- [Document extract]

'''

Building a VMware vSphere Virtual Lab with VMware Fusion - Part 3: Deploying vCenter Server Appliance to ESXi 6.7ESXi Fusion vCenter
This is the third part in a series of tutorials on how to build a VMware vSphere Virtual Lab on a Mac with VMware Fusion. In this tutorial, we'll deploy a vCenter Server appliance to an ESXi 6.7 host in our lab.
ESXi on its own is good for when you only have one server and a handful of VMs. But if you want to use advanced features like VMotion, Storage VMotion, vSAN and more, you’ll need to use vCenter Server to manage the hosts. The vCenter UI is a lot better than the ESXi UI and it makes managing multiple hosts much easier.
Since this is a series of tutorials, you should have read and followed the steps in Part 1 and Part 2 before continuing with this tutorial.
It’s important that all the previous steps are followed because deploying vCenter requires a DNS Resolver and we set that up at the end of Part 2.

'''

(Object outline annotations)
'''

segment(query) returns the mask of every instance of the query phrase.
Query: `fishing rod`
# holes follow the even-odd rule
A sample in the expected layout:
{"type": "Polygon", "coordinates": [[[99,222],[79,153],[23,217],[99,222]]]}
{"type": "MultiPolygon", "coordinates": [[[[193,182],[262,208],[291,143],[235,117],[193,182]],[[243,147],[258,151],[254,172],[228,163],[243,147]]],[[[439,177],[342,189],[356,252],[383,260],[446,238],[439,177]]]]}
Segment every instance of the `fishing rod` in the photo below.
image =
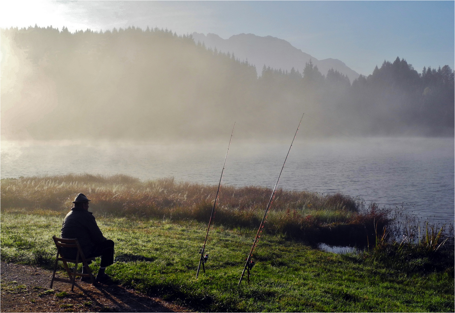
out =
{"type": "Polygon", "coordinates": [[[273,191],[272,192],[272,195],[270,196],[270,199],[268,200],[268,204],[267,204],[267,207],[265,209],[265,212],[264,213],[264,216],[262,218],[262,221],[261,222],[260,225],[259,225],[259,229],[258,229],[258,233],[256,234],[256,236],[254,238],[254,241],[253,242],[253,245],[251,246],[251,250],[250,250],[250,253],[248,255],[248,258],[247,258],[247,263],[245,264],[245,266],[243,267],[243,271],[242,272],[242,275],[240,276],[240,279],[238,281],[238,284],[237,286],[240,285],[240,283],[242,282],[242,279],[243,278],[243,276],[245,275],[245,272],[247,271],[248,276],[248,283],[250,283],[250,271],[253,268],[253,266],[254,265],[254,261],[251,259],[252,257],[253,257],[253,253],[254,252],[254,247],[256,245],[256,243],[258,242],[258,240],[259,238],[261,236],[259,234],[262,233],[262,229],[264,228],[264,224],[265,223],[265,219],[267,218],[267,212],[268,212],[268,209],[270,208],[270,206],[272,205],[272,201],[273,200],[273,198],[275,197],[275,192],[277,189],[277,185],[278,184],[278,181],[280,180],[280,176],[281,176],[281,173],[283,173],[283,169],[284,168],[284,164],[286,164],[286,160],[288,159],[288,156],[289,155],[289,152],[291,151],[291,148],[292,147],[292,144],[294,143],[294,139],[295,139],[295,137],[297,135],[297,132],[298,131],[298,129],[300,127],[300,124],[302,123],[302,120],[303,118],[303,114],[305,113],[302,114],[302,118],[300,119],[300,121],[298,123],[298,126],[297,127],[297,130],[295,131],[295,134],[294,135],[294,138],[292,139],[292,142],[291,143],[291,146],[289,147],[289,150],[288,150],[288,154],[286,154],[286,158],[284,159],[284,162],[283,163],[283,166],[281,168],[281,170],[280,171],[280,174],[278,175],[278,179],[277,179],[277,183],[275,184],[275,187],[273,187],[273,191]]]}
{"type": "Polygon", "coordinates": [[[208,259],[208,254],[204,254],[205,251],[205,245],[207,243],[207,238],[208,237],[208,231],[210,229],[210,224],[212,220],[215,217],[215,206],[217,204],[217,200],[218,199],[218,194],[220,192],[220,186],[221,185],[221,179],[223,177],[223,172],[224,171],[224,165],[226,164],[226,159],[228,158],[228,153],[229,152],[229,147],[231,145],[231,141],[232,140],[232,135],[234,134],[234,128],[235,127],[235,122],[234,122],[234,126],[232,128],[232,133],[231,133],[231,139],[229,140],[229,144],[228,145],[228,151],[226,151],[226,156],[224,157],[224,163],[223,163],[223,169],[221,170],[221,176],[220,177],[220,182],[218,184],[218,189],[217,189],[217,194],[215,196],[215,202],[213,203],[213,207],[212,208],[212,213],[210,214],[210,219],[208,221],[208,226],[207,227],[207,233],[205,234],[205,240],[204,240],[204,244],[199,250],[201,254],[201,258],[199,259],[199,264],[197,266],[197,272],[196,273],[196,278],[199,276],[199,272],[201,270],[201,264],[202,264],[202,268],[205,273],[205,267],[204,264],[208,259]]]}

'''

- [Work instructions]
Can you copy the vSphere lab tutorial word for word, from "Building a VMware" to "hosts much easier."?

- [The reply]
Building a VMware vSphere Virtual Lab with VMware Fusion - Part 3: Deploying vCenter Server Appliance to ESXi 6.7ESXi Fusion vCenter
This is the third part in a series of tutorials on how to build a VMware vSphere Virtual Lab on a Mac with VMware Fusion. In this tutorial, we'll deploy a vCenter Server appliance to an ESXi 6.7 host in our lab.
ESXi on its own is good for when you only have one server and a handful of VMs. But if you want to use advanced features like VMotion, Storage VMotion, vSAN and more, you’ll need to use vCenter Server to manage the hosts. The vCenter UI is a lot better than the ESXi UI and it makes managing multiple hosts much easier.